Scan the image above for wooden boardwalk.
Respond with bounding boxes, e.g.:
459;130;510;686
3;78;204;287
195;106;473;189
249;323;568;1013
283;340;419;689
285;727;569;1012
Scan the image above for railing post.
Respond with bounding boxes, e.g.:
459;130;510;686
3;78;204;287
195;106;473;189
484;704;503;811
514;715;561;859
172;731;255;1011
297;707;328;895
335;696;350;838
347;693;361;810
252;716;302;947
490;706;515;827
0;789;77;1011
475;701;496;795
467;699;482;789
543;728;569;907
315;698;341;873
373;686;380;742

+ + + + +

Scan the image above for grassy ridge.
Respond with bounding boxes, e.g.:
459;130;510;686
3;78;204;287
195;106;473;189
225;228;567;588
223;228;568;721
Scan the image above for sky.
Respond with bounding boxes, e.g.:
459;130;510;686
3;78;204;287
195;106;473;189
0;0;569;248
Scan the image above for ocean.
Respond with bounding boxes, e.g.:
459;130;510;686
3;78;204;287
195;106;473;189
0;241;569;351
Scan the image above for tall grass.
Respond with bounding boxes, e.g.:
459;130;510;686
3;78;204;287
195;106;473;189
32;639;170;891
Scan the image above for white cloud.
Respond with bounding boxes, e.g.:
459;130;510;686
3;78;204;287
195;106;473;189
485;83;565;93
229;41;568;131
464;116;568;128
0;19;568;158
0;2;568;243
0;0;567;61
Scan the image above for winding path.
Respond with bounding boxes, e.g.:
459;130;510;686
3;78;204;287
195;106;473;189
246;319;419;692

+ + + + +

Aim of the task: Check each line of the preceding material for the word "above", then state how many lines contain it, with no other text.

Answer section: 8